Operasyonun önü-arkası
Milletçe beklenen operasyon nihayet başladı. Hasar bilançosu henüz belli değil, ama hedefler vuruldu, uçaklarımız zayiatsız döndü. TSK’nın kararlılığı, imkan ve kabiliyeti de, dost düşman herkese bir defa daha gösterildi.
Genelkurmay Başkanımız operasyonu, “TSK ile gurur duyuyorum... Sabah evime gelirken huzur içindeydim” ifadeleriyle değerlendirdi. Sorumluluk ve duygu yüklü bu samimi sözlerin ardında derin bir gerçek var. Yıllardır masum vatandaşlarımızın, asker, polis ve köy korucularımızın kanını döküp, Irak’a kaçarak keyif çatan bölücü teröristlere dokunulmuyordu. Hatta başta İstanbul, içeride her şehirde cana-mala zarar verenlere bir şey yapılmıyordu. “Demokrasi” ve “özgürlük” adına önleri açılan PKK cephesindeki belediyeler yasaları çiğnemeyi, mukaddeslerimize saldırmayı alışkanlık haline getirmişlerdi. Azgınlıklarına güç yetmez olmuştu.

______________________________

Aşağıdakileri tamamlayın:
A) Operasyon yazısına göre Genelkurmay Başkanı sabah evine gelirken nasıl hissettiğini söylüyor?
B) Operasyon yazısında "Operasyonun önü-arkası" ifadesiyle başlayıp "güç yetmez olmuştu." ifadesiyle biten kısmı, bu son ifade de dahil olmak üzere birebir kopyalayın.
Öğeler, operasyon yazısından ayrı bir malzemedir.

______________________________

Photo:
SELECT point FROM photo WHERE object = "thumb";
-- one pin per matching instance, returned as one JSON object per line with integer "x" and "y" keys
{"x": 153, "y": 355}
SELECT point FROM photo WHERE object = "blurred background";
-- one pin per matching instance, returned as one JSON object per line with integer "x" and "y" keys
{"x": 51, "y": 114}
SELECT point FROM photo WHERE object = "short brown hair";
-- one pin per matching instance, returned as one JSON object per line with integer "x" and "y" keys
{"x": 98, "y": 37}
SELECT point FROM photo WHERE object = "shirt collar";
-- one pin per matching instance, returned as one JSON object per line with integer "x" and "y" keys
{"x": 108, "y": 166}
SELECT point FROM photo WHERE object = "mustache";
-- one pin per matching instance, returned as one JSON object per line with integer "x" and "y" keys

______________________________

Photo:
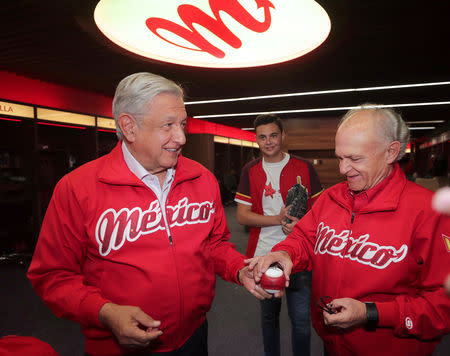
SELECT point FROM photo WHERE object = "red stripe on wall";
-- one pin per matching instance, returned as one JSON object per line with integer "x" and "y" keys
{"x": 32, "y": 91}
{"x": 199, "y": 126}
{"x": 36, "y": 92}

______________________________

Görev yanıtları:
A) Huzur içinde olduğunu söylüyor.

B)
Operasyonun önü-arkası
Milletçe beklenen operasyon nihayet başladı. Hasar bilançosu henüz belli değil, ama hedefler vuruldu, uçaklarımız zayiatsız döndü. TSK’nın kararlılığı, imkan ve kabiliyeti de, dost düşman herkese bir defa daha gösterildi.
Genelkurmay Başkanımız operasyonu, “TSK ile gurur duyuyorum... Sabah evime gelirken huzur içindeydim” ifadeleriyle değerlendirdi. Sorumluluk ve duygu yüklü bu samimi sözlerin ardında derin bir gerçek var. Yıllardır masum vatandaşlarımızın, asker, polis ve köy korucularımızın kanını döküp, Irak’a kaçarak keyif çatan bölücü teröristlere dokunulmuyordu. Hatta başta İstanbul, içeride her şehirde cana-mala zarar verenlere bir şey yapılmıyordu. “Demokrasi” ve “özgürlük” adına önleri açılan PKK cephesindeki belediyeler yasaları çiğnemeyi, mukaddeslerimize saldırmayı alışkanlık haline getirmişlerdi. Azgınlıklarına güç yetmez olmuştu.